◆ **REQUIRED TASK**
Transcribe word for word each line from the one containing "indicate the parking" to the final line of the data, both included. Skip the pictures.
• • • •
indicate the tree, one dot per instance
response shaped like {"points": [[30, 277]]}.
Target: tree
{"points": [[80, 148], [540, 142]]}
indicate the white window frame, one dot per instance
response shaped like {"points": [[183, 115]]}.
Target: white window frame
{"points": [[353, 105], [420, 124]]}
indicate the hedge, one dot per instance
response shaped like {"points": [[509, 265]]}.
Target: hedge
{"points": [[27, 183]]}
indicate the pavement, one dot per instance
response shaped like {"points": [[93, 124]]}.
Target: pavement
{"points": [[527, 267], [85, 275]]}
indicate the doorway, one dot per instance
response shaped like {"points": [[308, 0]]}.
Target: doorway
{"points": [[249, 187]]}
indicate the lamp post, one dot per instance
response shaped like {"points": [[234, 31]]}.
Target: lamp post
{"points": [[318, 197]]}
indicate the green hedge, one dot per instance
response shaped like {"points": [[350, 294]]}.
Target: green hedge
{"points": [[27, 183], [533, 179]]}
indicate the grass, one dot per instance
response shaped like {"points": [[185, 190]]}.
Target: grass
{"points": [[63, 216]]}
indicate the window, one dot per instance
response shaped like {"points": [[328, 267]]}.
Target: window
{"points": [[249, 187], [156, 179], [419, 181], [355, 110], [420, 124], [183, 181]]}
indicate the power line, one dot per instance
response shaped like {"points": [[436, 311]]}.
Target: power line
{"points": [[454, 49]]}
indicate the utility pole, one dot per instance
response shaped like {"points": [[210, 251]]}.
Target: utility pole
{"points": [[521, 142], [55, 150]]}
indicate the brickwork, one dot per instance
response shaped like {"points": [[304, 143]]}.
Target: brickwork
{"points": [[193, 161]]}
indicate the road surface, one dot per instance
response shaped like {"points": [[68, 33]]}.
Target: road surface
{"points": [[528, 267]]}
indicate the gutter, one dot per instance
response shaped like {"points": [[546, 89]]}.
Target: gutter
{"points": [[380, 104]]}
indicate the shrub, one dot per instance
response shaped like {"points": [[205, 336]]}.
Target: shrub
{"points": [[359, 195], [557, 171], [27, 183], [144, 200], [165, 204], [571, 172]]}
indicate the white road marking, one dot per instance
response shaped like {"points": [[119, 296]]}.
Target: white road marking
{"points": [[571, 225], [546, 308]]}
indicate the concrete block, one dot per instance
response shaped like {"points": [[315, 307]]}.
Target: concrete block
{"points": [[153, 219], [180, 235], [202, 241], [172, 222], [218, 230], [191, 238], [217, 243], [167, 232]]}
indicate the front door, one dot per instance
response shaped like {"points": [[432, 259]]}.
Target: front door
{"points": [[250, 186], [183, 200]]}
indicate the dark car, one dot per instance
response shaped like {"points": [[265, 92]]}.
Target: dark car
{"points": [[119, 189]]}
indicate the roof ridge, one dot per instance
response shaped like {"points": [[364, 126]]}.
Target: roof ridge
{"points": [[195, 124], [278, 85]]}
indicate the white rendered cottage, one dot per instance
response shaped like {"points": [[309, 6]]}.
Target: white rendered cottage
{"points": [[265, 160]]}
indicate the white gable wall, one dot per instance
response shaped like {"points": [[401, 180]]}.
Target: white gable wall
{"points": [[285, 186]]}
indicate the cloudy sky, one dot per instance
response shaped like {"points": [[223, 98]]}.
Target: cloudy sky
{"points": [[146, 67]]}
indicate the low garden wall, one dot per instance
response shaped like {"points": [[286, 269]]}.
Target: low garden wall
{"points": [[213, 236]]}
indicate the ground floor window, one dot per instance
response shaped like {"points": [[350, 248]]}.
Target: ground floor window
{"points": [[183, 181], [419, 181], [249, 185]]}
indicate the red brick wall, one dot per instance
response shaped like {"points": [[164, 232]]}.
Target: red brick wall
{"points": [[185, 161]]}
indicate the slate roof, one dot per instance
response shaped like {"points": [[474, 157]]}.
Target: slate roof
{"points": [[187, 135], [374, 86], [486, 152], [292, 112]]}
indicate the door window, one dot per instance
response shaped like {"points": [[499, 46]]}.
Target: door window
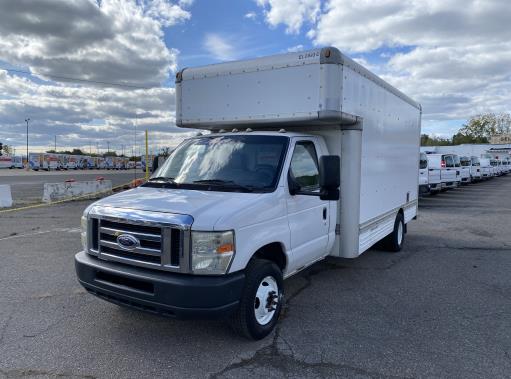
{"points": [[449, 162], [304, 166]]}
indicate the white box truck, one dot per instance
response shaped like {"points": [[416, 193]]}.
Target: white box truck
{"points": [[423, 174], [309, 154]]}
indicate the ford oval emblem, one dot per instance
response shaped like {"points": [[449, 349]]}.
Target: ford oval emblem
{"points": [[128, 242]]}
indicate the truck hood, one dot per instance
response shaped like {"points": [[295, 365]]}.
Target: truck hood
{"points": [[207, 208]]}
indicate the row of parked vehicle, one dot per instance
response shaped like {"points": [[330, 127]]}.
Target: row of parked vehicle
{"points": [[440, 172], [50, 161]]}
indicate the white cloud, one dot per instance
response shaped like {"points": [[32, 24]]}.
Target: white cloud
{"points": [[294, 49], [79, 115], [115, 41], [167, 13], [453, 56], [250, 15], [111, 41], [457, 60], [293, 13], [219, 47]]}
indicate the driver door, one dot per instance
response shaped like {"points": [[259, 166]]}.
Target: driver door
{"points": [[307, 215]]}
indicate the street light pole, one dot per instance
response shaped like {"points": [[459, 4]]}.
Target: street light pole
{"points": [[27, 120]]}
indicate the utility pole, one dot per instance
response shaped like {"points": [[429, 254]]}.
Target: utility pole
{"points": [[27, 120]]}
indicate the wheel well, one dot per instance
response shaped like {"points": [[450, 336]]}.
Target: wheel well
{"points": [[273, 252], [400, 211]]}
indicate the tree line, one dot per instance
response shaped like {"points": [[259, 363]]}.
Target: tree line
{"points": [[478, 129]]}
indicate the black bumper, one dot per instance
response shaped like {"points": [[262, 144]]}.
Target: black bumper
{"points": [[424, 188], [168, 294]]}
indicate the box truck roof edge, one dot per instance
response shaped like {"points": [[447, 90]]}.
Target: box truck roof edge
{"points": [[320, 56]]}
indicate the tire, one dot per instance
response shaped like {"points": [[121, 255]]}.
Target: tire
{"points": [[247, 321], [394, 241]]}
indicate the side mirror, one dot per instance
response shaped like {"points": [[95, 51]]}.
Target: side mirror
{"points": [[329, 177]]}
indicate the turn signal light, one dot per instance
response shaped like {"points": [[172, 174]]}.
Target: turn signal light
{"points": [[225, 248]]}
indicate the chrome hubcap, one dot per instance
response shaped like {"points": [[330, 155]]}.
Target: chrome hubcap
{"points": [[266, 300]]}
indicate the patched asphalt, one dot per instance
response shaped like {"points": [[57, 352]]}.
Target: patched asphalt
{"points": [[439, 308]]}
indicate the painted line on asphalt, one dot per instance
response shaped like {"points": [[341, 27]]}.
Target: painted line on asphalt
{"points": [[87, 196], [60, 230]]}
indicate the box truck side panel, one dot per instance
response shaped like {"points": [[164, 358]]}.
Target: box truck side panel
{"points": [[390, 147], [286, 94]]}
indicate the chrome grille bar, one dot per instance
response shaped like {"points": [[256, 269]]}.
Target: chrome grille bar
{"points": [[164, 238]]}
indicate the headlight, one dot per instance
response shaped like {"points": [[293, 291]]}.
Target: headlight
{"points": [[84, 232], [212, 252]]}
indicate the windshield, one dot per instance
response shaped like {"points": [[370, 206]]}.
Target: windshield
{"points": [[465, 161], [249, 163], [423, 163]]}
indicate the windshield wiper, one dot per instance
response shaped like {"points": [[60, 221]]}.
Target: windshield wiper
{"points": [[162, 179], [224, 183]]}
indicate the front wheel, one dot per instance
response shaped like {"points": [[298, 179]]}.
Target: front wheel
{"points": [[261, 301], [394, 241]]}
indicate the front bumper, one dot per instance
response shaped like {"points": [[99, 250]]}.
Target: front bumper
{"points": [[168, 294]]}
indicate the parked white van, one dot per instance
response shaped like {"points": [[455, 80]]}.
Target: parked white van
{"points": [[423, 174], [457, 165], [495, 163], [486, 168], [475, 169], [465, 169], [434, 176], [230, 214], [444, 163]]}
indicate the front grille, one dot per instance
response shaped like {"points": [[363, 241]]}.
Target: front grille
{"points": [[158, 247]]}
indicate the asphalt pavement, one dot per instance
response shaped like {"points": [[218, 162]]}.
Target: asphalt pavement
{"points": [[27, 187], [439, 308]]}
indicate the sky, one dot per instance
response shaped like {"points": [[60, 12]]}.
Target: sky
{"points": [[96, 73]]}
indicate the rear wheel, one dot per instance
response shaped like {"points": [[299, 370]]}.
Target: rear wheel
{"points": [[261, 301], [394, 241]]}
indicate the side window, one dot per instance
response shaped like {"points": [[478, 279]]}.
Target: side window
{"points": [[304, 166], [449, 162]]}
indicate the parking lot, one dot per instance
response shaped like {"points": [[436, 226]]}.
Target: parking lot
{"points": [[27, 187], [441, 307]]}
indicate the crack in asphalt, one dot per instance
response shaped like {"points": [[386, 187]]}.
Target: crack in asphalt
{"points": [[6, 325], [28, 373], [280, 355]]}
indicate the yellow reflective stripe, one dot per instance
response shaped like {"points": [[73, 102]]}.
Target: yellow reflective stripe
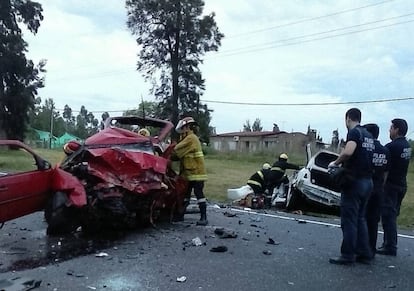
{"points": [[277, 169], [195, 155], [197, 177], [254, 183]]}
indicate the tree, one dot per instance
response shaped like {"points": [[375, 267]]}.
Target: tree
{"points": [[19, 77], [257, 125], [173, 36], [86, 123]]}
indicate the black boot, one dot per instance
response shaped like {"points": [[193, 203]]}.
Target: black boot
{"points": [[180, 216], [203, 214]]}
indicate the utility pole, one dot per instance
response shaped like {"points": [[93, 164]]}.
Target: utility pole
{"points": [[51, 127]]}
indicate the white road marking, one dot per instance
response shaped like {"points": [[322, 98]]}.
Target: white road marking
{"points": [[305, 220]]}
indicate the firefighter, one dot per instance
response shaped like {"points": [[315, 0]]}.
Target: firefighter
{"points": [[259, 183], [277, 174], [188, 151]]}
• • • •
◆ **RESULT**
indicate the parking lot, one dot per instance
response shaped like {"points": [[436, 226]]}.
Target: parking lot
{"points": [[27, 187], [441, 307]]}
indicate the crack in asphalt, one dot per instance
response shaped like {"points": [[386, 187]]}.
Target: crack in asphalt
{"points": [[6, 325], [28, 373], [280, 355]]}
indicate the yellow reflective stripe, one dot per instance
response shaped like {"points": [[73, 102]]}.
Target: yellow reflective stripe
{"points": [[277, 169], [195, 155], [197, 177], [254, 183]]}
indicate the tree, one dot per instance
response shaped like {"points": [[375, 267]]}.
Target: tree
{"points": [[19, 77], [257, 125], [173, 36], [86, 123]]}
indicate the black boot, one dot per instance
response shaped like {"points": [[193, 203]]}.
Target: black boot
{"points": [[180, 216], [203, 214]]}
indicate the utility pole, one dot per instance
response shaped like {"points": [[93, 164]]}.
Target: utility pole
{"points": [[51, 127]]}
indicate the white road marking, one dot per instance
response shaped like {"points": [[322, 98]]}.
Target: white road marking
{"points": [[305, 220]]}
indicate the firefighter, one dot per instance
response shaped like {"points": [[315, 0]]}.
Target: firefighter
{"points": [[259, 183], [277, 174], [188, 151]]}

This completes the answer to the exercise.